+++ Extracted records +++

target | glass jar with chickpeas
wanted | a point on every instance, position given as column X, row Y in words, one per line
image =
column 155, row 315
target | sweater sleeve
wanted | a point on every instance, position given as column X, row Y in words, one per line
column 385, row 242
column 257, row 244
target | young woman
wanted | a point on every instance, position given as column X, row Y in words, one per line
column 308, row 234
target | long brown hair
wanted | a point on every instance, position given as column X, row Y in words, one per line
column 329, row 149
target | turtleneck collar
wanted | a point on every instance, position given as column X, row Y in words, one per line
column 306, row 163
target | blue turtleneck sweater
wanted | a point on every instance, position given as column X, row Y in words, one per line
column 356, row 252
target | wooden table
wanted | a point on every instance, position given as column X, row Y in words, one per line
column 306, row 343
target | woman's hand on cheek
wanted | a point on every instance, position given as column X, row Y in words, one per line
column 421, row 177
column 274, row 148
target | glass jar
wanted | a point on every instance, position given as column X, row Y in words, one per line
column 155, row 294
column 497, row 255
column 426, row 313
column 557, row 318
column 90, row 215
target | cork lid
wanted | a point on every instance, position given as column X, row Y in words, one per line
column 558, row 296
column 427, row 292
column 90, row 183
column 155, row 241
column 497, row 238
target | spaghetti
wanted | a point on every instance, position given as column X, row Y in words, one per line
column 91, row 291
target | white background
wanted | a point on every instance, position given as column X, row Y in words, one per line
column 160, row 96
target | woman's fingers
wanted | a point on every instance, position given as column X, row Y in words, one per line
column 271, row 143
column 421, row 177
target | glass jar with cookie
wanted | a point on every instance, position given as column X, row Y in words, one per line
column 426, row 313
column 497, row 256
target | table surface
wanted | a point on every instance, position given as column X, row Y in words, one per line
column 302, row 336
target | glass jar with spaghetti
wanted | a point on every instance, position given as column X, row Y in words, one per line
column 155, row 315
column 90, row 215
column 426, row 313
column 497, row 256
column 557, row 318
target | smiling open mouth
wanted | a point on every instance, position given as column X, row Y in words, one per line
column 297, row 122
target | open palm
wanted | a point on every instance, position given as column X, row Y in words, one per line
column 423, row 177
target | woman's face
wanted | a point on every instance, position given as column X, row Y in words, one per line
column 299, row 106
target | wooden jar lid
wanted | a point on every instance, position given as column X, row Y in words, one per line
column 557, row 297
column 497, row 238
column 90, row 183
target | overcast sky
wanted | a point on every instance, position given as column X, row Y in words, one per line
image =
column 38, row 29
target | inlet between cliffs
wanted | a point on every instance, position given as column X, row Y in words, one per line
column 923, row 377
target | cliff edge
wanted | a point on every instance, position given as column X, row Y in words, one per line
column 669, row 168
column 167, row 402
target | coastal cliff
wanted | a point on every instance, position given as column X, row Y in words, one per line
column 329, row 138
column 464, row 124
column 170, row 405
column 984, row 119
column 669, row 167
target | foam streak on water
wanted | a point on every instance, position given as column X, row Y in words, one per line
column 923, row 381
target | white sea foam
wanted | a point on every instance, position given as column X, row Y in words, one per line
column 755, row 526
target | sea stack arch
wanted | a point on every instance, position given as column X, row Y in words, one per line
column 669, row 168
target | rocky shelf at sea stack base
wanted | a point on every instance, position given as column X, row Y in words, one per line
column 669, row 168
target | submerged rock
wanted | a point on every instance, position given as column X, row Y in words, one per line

+++

__Instructions for the task__. Turn every line of the material above into a numbered list, and leave out any blank lines.

__Answer below__.
1. target | glass jar with chickpeas
2. wanted | a point on every instance, position given as column X, row Y in words, one per line
3. image =
4. column 155, row 315
5. target | sweater sleeve
6. wanted | a point on every instance, position given as column X, row Y in words, one per line
7. column 385, row 242
8. column 257, row 244
9. target | young woman
10. wanted | a point on every instance, position given as column X, row Y in words, one per line
11. column 308, row 234
12. target | long brown hair
13. wanted | a point on every instance, position given as column X, row Y in words, one per line
14. column 329, row 149
15. target | turtleneck collar
16. wanted | a point on every instance, position given as column X, row Y in words, one per line
17. column 306, row 163
18. target | blue turtleneck sweater
19. wanted | a point on every instance, position given as column X, row Y in words, one per line
20. column 356, row 252
21. target | wooden table
22. wanted | a point on every instance, position given as column X, row Y in words, one per line
23. column 306, row 343
24. target | woman's hand on cheek
25. wanted | a point on every instance, position given as column X, row Y in words, one per line
26. column 421, row 177
27. column 274, row 148
28. target | glass jar
29. wanted | a point on every instance, position given as column X, row Y in words, one per line
30. column 155, row 294
31. column 497, row 255
32. column 426, row 313
33. column 557, row 318
34. column 90, row 215
35. target | cork lid
36. wanted | a point on every instance, position given as column X, row Y in words, one per line
37. column 558, row 296
38. column 427, row 292
39. column 90, row 183
40. column 155, row 241
41. column 497, row 238
42. target | spaghetti
43. wanted | a point on every instance, position given as column X, row Y in words, one per line
44. column 91, row 291
45. target | white background
46. wanted | a point on every instance, position given as column X, row Y in words, one per line
47. column 160, row 96
48. target | woman's fingers
49. wanted | a point on every instance, position given as column X, row Y in words, one per line
50. column 271, row 143
51. column 421, row 177
52. target | glass jar with cookie
53. wanted | a point on every instance, position given as column X, row Y in words, one per line
54. column 426, row 313
55. column 497, row 256
56. target | table surface
57. wanted | a point on every instance, position given as column X, row Y in words, one per line
58. column 302, row 336
59. target | glass jar with spaghetti
60. wanted | a point on every instance, position given as column X, row Y in words, one per line
61. column 155, row 315
62. column 90, row 215
63. column 426, row 313
64. column 497, row 256
65. column 557, row 318
66. target | smiling open mouth
67. wanted | a point on every instance, position given as column X, row Y in words, one per line
68. column 297, row 122
69. target | open palm
70. wanted | a point on every instance, position given as column X, row Y in words, one per line
71. column 423, row 177
72. target | woman's face
73. wanted | a point on every instance, position given as column X, row Y in words, one per line
74. column 299, row 106
75. target | wooden jar lid
76. wanted | a point on every instance, position given as column X, row Y in words, one per line
77. column 557, row 297
78. column 497, row 238
79. column 90, row 183
80. target | overcast sky
81. wanted | a point on every instance, position given as column X, row Y in words, one per line
82. image =
83. column 38, row 29
84. target | inlet between cliffs
85. wanted | a point on every instance, position given as column X, row Y in words, one per line
86. column 923, row 377
87. target | cliff edge
88. wanted | a point on every instance, position given as column X, row Y in words, one per line
89. column 669, row 168
90. column 167, row 402
91. target | coastal cliff
92. wanted | a point on every instance, position given as column X, row Y in words, one per line
93. column 329, row 138
94. column 464, row 124
95. column 170, row 405
96. column 984, row 119
97. column 669, row 167
98. target | foam streak on water
99. wanted | a point on every instance, position given as column X, row Y in words, one per line
100. column 923, row 381
101. target | white sea foam
102. wanted | a point on every instance, position given as column X, row Y in words, one per line
103. column 755, row 526
104. target | sea stack arch
105. wanted | a point on every instance, position given as column X, row Y in words, one per line
106. column 669, row 168
107. target | rocky shelf at sea stack base
108. wanted | a point on every instance, position given as column X, row Y in words, one per line
109. column 669, row 168
110. target | submerged rock
111. wanted | a point on every instance, position given as column X, row Y in words, one per line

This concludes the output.